Copy out every row below word for word, leaving out the pictures.

#### MATERIAL TO PROCESS ####

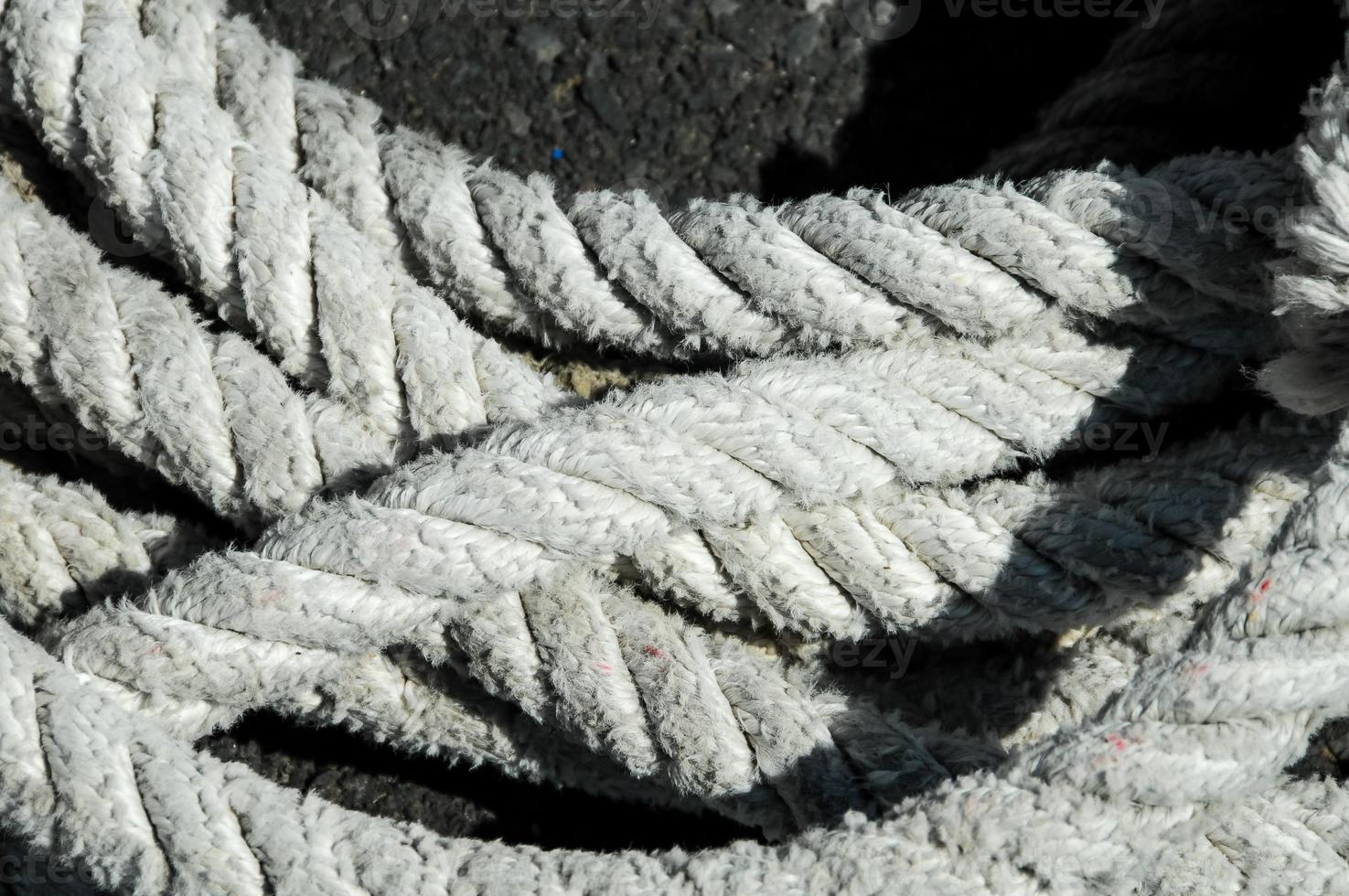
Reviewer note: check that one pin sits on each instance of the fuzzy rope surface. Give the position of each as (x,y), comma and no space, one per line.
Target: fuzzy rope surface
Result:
(213,149)
(65,548)
(494,563)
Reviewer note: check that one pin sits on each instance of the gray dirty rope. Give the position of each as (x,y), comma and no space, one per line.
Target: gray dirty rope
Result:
(301,617)
(64,547)
(297,170)
(207,409)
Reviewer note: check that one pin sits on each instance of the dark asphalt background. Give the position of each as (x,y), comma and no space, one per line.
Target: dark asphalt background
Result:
(707,98)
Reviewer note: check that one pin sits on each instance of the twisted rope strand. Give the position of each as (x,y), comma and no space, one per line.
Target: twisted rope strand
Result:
(64,547)
(294,625)
(201,408)
(275,258)
(297,170)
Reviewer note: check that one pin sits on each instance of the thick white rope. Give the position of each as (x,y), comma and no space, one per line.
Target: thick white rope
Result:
(1156,714)
(275,258)
(205,409)
(156,393)
(1251,478)
(1312,293)
(293,628)
(980,834)
(64,547)
(263,198)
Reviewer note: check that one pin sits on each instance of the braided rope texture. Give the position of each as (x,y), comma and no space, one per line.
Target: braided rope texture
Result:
(261,187)
(483,603)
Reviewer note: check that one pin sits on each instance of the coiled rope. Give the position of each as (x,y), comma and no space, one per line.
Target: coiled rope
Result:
(262,187)
(537,510)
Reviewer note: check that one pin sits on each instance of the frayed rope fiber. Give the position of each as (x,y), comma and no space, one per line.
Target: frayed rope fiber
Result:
(644,597)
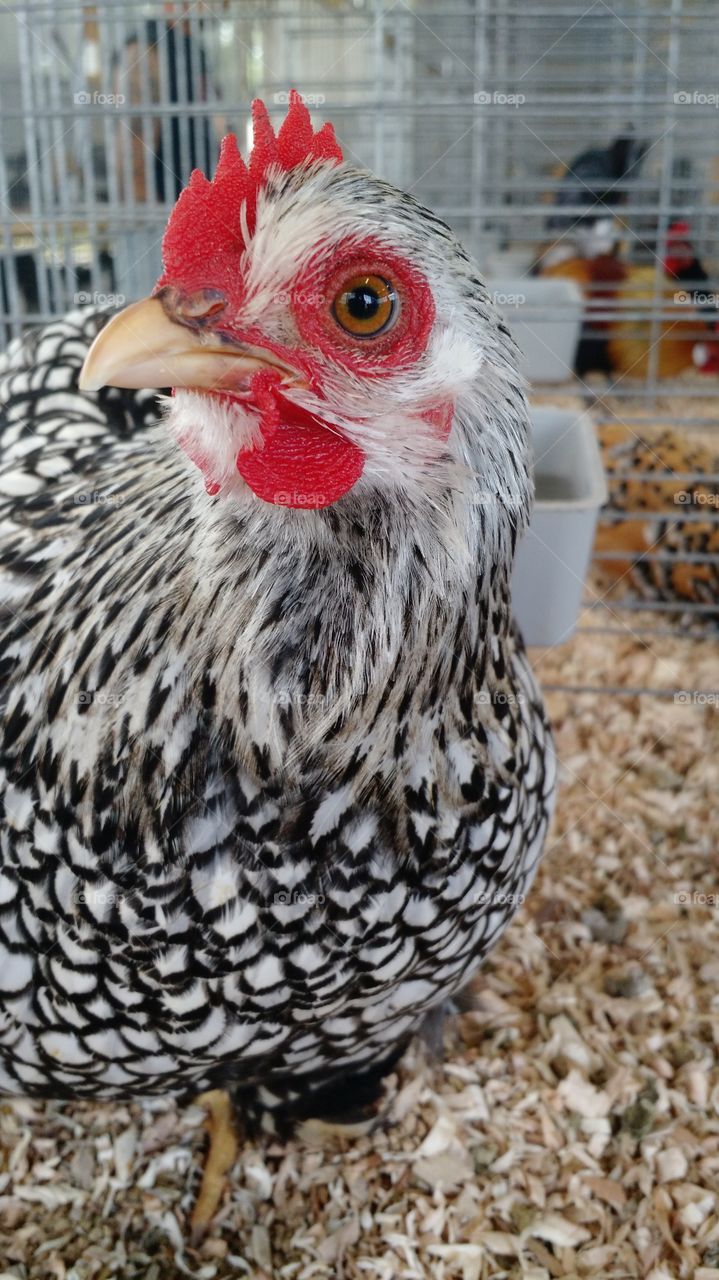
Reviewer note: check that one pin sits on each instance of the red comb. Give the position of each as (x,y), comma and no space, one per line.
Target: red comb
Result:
(204,232)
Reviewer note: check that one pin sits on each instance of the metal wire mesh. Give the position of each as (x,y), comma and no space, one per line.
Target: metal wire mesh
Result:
(479,108)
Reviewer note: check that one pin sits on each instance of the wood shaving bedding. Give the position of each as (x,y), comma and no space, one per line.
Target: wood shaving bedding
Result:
(573,1130)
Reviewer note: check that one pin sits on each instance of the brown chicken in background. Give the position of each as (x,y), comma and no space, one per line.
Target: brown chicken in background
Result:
(622,347)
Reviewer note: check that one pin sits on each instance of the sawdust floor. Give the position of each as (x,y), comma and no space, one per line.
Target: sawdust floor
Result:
(575,1130)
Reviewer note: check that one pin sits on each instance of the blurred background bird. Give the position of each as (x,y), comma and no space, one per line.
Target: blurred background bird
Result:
(685,337)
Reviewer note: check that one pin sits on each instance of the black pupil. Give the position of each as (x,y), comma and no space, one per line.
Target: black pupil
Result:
(362,302)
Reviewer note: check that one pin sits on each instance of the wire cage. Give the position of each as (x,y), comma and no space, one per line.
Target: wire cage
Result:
(553,135)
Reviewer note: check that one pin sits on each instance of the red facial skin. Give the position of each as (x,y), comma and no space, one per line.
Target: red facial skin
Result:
(302,460)
(305,462)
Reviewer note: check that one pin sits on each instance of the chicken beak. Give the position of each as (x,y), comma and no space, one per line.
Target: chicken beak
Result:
(142,346)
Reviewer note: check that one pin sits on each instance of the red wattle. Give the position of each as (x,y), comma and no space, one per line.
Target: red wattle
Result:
(302,461)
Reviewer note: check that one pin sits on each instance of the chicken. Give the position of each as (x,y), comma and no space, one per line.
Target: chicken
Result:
(668,545)
(623,347)
(275,772)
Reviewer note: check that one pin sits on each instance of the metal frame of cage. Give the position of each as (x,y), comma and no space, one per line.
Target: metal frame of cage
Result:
(420,91)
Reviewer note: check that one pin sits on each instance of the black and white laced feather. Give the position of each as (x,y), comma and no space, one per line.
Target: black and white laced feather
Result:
(271,781)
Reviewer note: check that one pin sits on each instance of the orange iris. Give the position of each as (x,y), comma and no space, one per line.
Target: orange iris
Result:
(366,305)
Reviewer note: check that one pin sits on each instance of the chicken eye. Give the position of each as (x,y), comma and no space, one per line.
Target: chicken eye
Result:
(366,306)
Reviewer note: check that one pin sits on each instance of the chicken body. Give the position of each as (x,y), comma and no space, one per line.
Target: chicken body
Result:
(273,780)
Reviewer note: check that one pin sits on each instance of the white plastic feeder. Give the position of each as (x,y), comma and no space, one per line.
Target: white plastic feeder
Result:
(545,318)
(554,554)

####

> [OUTPUT OF THE EXERCISE]
Reviewer note: check that one pin sits on each instance of the fuzzy rope surface. Give the position of each as (x,y), comma and no space, one per line.
Target: fuzzy rope surface
Result:
(213,149)
(65,548)
(494,563)
Reviewer note: check that one pin sits on each instance of the gray dirty rope. Give the position of each as (x,y), comma and no space, one per line.
Target: gray dirty rope
Result:
(301,617)
(64,547)
(297,170)
(207,409)
Reviewer note: check that one pin sits on each instance of the dark asphalt background. Give the position of each as (x,y), comma and no space, one per line.
Target: dark asphalt background
Result:
(707,98)
Reviewer note: check that one pin sits on each instance of the twisted rope strand. Give the position of each as (x,y), comma and no space, one per line.
Target: twisted rope strand
Result:
(64,547)
(294,625)
(201,408)
(275,258)
(297,170)
Reviewer note: check that one pin sits on each instance of the thick white rope. Give the position of each as (x,y), comma and no space, one per line.
Target: thick white rope
Result:
(1156,714)
(275,258)
(205,409)
(156,393)
(1251,478)
(1312,293)
(293,628)
(980,834)
(64,547)
(263,198)
Reviewer note: check that one pin sits on each instance of the braided rope texture. Give the position of each as (x,y), comma and no space, one per line.
Target: braided rope texture
Result:
(261,187)
(483,603)
Reviewer note: check that one pin sits on each instance of the coiled rope. Give the position of each as (x,y), comma and no space, one per line.
Target: coiled rope
Result:
(262,187)
(537,510)
Reviewer note: check that one pin sits on each instance of the frayed rope fiber. Give the position of each as (x,y), comma and no space, one per line.
Target: frayed rope fiber
Result:
(644,597)
Reviewer note: check that one pin sits on each instance of the red comb. Give the position of each as (x,y), comma and no space, one per line.
Target: red comb
Result:
(204,232)
Reviewer note: check that one pin sits on each instance of the metal wire mesh. Give the position of each as (x,y), comma and no space, one per line.
Target: metal wire mesh
Result:
(479,108)
Reviewer note: check that one pin sits on each instance of the wood shaving bedding. Give the position of each as (x,y), comma and no space, one per line.
Target: wood shaving bedding
Result:
(573,1130)
Reviewer note: check that one pin sits on each instance of the brown chicken in background. Give the position of each as (x,y), comma and no space, one per line.
Target: brown chicken in background
Result:
(622,347)
Reviewer note: check that one pin sits on each instance of the sawdust floor. Give the position of each as (x,y), comma and no space, one per line.
Target: sawdust floor
Result:
(575,1130)
Reviewer note: check that one pin sits on each instance of the blurred background bird. Give the position of each as (x,y), comma and no space, one per line.
Target: blurred background bird
Result:
(685,337)
Reviewer note: check that one pin sits on each instance of the black pupil. Give the position of each as (x,y), comma and no space, one per line.
Target: black pupil
Result:
(362,302)
Reviewer note: check that one pin sits on each instance of the wire cage. Give the position of each as (x,y), comma and no space, one per line.
Target: wire cage
Result:
(553,135)
Reviewer note: check that one pin sits on each instance of the red facial skin. Give the position of each as (x,y), comma and no space, one per line.
Target: red facial skin
Result:
(302,460)
(305,462)
Reviewer note: check that one pin sits on each instance of the chicken beak. Give the position of each as (x,y), comma and no space, one per line.
Target: chicken beak
Result:
(142,346)
Reviewer note: check that one pin sits on each instance of the red wattle. Give the position of each as (x,y), comma and no space, one per line.
Target: red wattle
Result:
(302,461)
Reviewer note: check that one pin sits on each instance of the chicken. Give the position of each as (x,y), comma and no space, one per line.
Target: chicken
Result:
(668,545)
(623,347)
(275,772)
Reviewer note: check that one pin sits on each instance of the metal frame of cage. Give the position of each as (x,y), comma and no space, one per line.
Target: metal frame of cage
Result:
(420,91)
Reviewer note: check that one pin sits on each instance of the black and white laced feather. Give the position of each as (x,y), comma and no space, one per line.
Target: black and white laced feather
Result:
(271,781)
Reviewer note: check that one pin sits on each instance of the orange iris. Give the position of each as (x,y), comma and no space, one per line.
Target: orange iris
Result:
(366,305)
Reviewer note: check that one pin sits on each instance of the chicken eye. Give the position of each as (x,y), comma and no space, one per line.
Target: chicken eye
Result:
(366,306)
Reviewer note: check that one pin sits on each instance of the chicken body. Give the position of each as (x,y), comma and no space, one per line.
Target: chicken body
Result:
(273,780)
Reviewer note: check that one pin sits on each instance of the white plastic feeder. Give the position of each as (x,y), comma and no space, one per line.
Target: white plastic feeder
Result:
(545,318)
(554,554)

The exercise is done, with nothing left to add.